-- DATA FOR THIS EXERCISE start --

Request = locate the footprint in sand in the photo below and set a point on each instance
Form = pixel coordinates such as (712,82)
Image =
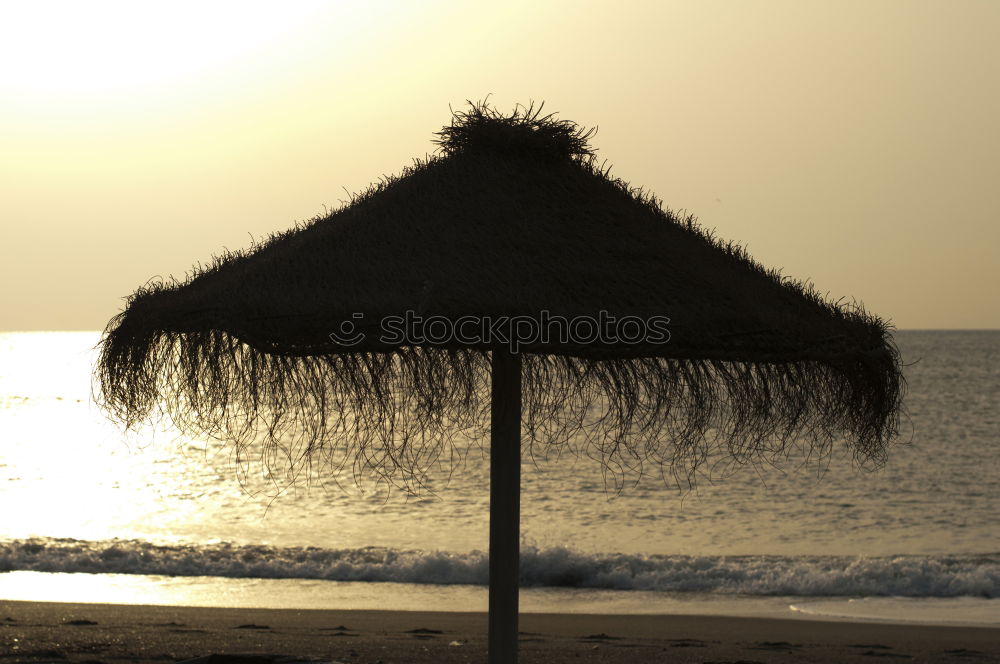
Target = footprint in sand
(965,652)
(775,645)
(881,653)
(423,633)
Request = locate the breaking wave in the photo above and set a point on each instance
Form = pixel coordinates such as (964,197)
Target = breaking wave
(907,576)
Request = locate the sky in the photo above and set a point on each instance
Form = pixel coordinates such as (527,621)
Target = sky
(853,144)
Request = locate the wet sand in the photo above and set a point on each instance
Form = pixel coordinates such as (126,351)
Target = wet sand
(51,632)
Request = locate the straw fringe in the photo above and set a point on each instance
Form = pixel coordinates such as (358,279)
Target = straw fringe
(737,396)
(392,416)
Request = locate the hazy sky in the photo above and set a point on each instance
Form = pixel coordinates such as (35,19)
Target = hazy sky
(852,143)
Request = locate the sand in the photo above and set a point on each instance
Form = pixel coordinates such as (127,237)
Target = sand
(51,632)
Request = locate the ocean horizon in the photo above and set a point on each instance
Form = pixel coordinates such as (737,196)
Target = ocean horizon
(151,516)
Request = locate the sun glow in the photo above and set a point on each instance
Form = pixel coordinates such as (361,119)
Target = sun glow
(99,48)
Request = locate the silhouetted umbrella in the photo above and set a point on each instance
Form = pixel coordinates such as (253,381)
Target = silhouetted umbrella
(512,260)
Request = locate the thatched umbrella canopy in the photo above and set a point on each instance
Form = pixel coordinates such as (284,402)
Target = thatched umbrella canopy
(372,334)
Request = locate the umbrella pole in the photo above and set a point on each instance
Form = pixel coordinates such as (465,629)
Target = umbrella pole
(505,504)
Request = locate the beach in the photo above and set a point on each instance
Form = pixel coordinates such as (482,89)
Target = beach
(47,632)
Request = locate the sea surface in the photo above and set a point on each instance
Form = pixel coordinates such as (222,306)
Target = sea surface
(91,513)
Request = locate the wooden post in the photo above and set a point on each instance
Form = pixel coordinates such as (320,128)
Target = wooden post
(505,505)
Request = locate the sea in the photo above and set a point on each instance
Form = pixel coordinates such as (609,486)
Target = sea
(92,513)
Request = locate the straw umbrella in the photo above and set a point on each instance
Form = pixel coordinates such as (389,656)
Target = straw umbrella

-- DATA FOR THIS EXERCISE end --

• WHAT IS REQUIRED:
Return the whole listing above verbatim, line for line, with the image left out.

• EXERCISE SOLUTION:
Request = locate the footprint in sand in the photo below and set a point on each instance
Form = pixel coordinates such as (712,82)
Image =
Target = footprint in sand
(965,652)
(775,645)
(881,653)
(423,633)
Request = locate the breaking wave in the photo above and set a point on each instance
Form = pixel coordinates such as (964,197)
Target = breaking wave
(907,576)
Request = locate the sky in the photo above and set a point on each instance
Form = pixel coordinates such as (527,621)
Target = sky
(853,144)
Request = locate the wet sand in the photo above and set a point on each instance
Form = pixel coordinates such as (126,351)
Target = wet sand
(51,632)
Request = locate the straw fringe in the photo above and set a point on each instance
Form = pixel coordinates such as (358,279)
Target = straw fringe
(737,396)
(392,416)
Request = locate the hazy sky in the photo above and set a point on each instance
Form = pixel coordinates such as (35,19)
Target = hazy sky
(852,143)
Request = locate the sand in the photo above and set a point on each instance
Form = pixel coordinates such as (127,237)
Target = sand
(51,632)
Request = locate the ocean horizon in the photo above and set a point on each instance
Form = pixel coordinates such as (737,196)
Target = ocean horizon
(151,516)
Request = locate the sun glow in the photo above and set a point on each instance
Form = pixel coordinates such as (361,119)
Target = sun glow
(99,48)
Request = locate the silhouetted umbrella in the photo above and set a point on each instance
Form = pixel coordinates such as (253,381)
Target = silhouetted umbrella
(512,260)
Request = locate the thatched umbrella canopy in the photo above and set a point on each instance
Form = pixel coordinates such as (284,402)
Target = thatched umbrella canopy
(372,334)
Request = locate the umbrella pole in the photo above and set a point on each instance
Form = pixel coordinates such as (465,629)
Target = umbrella pole
(505,504)
Request = locate the beach in the photo above and set a point on each instance
Form = pixel coordinates such as (482,89)
Target = beach
(47,632)
Request = locate the sea surface in the photo above and set a point on each instance
Form = pixel coordinates such as (222,306)
Target = sea surface
(91,513)
Request = locate the wooden post in the photo above and set a point on each instance
Form = pixel coordinates such as (320,128)
Target = wooden post
(505,505)
Request = locate the sea in the photo above and set a point on each instance
Form = pixel coordinates such as (609,486)
Target = sea
(92,513)
Request = locate the straw umbrella in the photo above and set a point on each instance
Form = pixel coordinates such as (389,656)
Target = straw umbrella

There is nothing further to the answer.